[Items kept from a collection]
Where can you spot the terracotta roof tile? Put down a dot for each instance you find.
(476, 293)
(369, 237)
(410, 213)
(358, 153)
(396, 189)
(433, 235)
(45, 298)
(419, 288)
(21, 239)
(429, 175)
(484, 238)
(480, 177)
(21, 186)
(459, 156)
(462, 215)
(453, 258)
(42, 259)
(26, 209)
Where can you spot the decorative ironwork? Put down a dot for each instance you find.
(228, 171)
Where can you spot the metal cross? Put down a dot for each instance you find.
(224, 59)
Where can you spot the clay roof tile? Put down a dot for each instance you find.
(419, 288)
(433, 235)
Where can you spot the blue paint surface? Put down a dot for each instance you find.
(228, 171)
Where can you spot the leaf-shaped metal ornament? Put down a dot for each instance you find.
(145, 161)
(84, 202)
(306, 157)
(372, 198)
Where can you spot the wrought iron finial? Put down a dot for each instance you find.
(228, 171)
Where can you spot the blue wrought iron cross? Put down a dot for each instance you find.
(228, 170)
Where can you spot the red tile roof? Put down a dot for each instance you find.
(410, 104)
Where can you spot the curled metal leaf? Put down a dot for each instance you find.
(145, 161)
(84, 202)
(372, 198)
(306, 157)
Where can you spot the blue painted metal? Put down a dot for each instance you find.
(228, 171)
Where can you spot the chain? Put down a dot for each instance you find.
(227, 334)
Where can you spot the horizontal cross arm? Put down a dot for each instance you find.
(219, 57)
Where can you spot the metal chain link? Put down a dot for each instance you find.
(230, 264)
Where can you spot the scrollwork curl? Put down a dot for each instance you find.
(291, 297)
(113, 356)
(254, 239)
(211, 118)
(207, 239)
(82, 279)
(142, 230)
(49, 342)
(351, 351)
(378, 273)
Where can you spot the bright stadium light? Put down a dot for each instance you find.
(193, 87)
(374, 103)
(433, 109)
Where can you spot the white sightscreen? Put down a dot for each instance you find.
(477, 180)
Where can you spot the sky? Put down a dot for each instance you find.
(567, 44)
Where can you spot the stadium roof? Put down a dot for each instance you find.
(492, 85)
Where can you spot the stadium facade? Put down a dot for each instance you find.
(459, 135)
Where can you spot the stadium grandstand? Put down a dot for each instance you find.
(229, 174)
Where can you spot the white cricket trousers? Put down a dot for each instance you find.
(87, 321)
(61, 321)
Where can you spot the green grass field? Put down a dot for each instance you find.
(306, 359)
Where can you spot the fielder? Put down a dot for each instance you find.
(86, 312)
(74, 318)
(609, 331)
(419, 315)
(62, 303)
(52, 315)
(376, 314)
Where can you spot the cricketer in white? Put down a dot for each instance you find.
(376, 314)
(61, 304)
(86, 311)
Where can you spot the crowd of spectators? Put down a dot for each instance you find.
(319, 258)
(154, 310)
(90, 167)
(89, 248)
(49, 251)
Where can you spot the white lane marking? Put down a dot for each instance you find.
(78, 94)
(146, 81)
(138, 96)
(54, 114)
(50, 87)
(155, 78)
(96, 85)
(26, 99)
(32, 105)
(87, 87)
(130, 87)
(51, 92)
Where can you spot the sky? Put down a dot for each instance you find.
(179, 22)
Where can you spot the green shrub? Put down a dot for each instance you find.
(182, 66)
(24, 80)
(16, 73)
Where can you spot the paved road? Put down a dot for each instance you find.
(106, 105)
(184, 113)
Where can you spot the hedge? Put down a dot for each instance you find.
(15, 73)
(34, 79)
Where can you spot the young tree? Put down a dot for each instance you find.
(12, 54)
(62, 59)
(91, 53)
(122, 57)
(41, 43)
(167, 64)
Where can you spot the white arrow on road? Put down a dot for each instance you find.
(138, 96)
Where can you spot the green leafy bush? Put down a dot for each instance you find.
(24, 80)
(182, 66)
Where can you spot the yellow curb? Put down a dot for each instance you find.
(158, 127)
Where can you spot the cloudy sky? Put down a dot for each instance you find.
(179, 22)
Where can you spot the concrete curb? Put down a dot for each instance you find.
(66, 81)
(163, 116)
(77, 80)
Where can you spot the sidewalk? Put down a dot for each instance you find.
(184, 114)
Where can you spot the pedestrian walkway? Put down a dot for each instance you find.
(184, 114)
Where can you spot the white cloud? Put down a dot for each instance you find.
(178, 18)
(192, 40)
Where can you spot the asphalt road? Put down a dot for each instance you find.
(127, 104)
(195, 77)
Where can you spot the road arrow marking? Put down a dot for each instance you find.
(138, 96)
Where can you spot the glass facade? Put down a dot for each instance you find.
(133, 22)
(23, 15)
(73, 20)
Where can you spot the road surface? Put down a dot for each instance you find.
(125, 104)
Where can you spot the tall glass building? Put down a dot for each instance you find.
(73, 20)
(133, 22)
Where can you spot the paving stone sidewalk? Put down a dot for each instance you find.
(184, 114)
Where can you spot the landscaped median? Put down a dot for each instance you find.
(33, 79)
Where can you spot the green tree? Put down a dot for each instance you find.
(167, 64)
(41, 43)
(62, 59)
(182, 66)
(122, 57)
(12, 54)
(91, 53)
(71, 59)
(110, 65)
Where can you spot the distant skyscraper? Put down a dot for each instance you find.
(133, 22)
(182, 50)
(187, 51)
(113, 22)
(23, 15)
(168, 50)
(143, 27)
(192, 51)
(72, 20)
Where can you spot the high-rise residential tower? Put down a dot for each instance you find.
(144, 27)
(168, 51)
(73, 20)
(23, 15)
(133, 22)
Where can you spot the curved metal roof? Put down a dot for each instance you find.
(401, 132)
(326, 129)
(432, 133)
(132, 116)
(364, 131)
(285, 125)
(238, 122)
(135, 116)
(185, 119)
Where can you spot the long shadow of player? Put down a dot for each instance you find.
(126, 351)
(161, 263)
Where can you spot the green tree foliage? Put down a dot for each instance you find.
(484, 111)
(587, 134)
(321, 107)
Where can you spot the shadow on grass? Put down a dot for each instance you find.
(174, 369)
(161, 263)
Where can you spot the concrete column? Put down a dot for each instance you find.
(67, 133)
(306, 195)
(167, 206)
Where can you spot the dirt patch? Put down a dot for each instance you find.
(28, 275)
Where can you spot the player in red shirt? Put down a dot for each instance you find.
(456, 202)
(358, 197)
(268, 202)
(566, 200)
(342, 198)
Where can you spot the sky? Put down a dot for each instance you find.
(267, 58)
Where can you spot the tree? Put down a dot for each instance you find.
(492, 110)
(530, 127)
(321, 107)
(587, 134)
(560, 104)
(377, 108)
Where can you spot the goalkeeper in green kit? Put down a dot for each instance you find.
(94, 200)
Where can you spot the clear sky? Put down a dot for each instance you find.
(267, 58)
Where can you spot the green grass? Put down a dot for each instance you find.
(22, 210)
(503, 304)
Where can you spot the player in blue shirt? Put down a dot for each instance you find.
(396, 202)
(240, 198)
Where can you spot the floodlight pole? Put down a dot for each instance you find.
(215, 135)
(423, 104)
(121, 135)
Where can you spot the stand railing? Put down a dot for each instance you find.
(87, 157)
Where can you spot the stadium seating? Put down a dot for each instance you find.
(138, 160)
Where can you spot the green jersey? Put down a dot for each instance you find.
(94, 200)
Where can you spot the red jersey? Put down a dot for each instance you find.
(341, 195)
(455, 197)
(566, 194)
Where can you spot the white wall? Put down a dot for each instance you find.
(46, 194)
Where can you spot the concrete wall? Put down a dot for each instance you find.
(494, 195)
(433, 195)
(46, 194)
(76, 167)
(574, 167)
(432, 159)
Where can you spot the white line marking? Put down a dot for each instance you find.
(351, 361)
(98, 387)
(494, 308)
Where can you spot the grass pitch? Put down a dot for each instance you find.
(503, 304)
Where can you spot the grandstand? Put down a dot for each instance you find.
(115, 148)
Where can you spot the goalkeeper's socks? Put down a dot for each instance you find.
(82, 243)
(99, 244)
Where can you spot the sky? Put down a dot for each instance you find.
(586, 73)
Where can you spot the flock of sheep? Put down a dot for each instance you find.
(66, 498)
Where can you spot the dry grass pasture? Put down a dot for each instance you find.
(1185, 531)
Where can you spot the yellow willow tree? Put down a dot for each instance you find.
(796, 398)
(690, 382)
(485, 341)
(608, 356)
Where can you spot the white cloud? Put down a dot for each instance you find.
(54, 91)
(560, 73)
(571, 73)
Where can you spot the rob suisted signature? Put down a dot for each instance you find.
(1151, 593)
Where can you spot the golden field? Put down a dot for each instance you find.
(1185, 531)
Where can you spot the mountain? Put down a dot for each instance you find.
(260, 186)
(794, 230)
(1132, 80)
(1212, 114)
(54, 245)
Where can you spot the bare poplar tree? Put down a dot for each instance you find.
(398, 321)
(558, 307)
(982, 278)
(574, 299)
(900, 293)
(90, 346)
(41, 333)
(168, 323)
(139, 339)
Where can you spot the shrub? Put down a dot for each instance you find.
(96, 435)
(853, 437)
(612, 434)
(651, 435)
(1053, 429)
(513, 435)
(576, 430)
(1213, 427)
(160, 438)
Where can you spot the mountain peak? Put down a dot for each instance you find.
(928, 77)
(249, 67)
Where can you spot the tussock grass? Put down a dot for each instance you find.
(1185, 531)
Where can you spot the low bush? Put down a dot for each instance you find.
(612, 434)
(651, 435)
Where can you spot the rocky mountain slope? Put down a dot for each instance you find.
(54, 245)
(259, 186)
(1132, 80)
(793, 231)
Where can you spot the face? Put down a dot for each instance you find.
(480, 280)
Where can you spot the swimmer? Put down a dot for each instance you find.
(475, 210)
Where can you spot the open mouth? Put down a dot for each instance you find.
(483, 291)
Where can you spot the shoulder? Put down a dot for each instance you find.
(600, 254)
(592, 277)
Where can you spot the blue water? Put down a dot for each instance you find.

▸ **WHAT YOU ARE ASKED TO DO**: Set down the lines of the material above without any changes, starting with the line containing "Where can you spot the open" and continuing to the end of the material.

▸ **RESPONSE TO THE EXERCISE**:
Where can you spot the open mouth? Put down a dot for each instance you find.
(483, 291)
Where can you spot the shoulder? Put down a dot for each instance you find.
(600, 254)
(592, 277)
Where can you spot the blue water? Put down a dot for each instance you find.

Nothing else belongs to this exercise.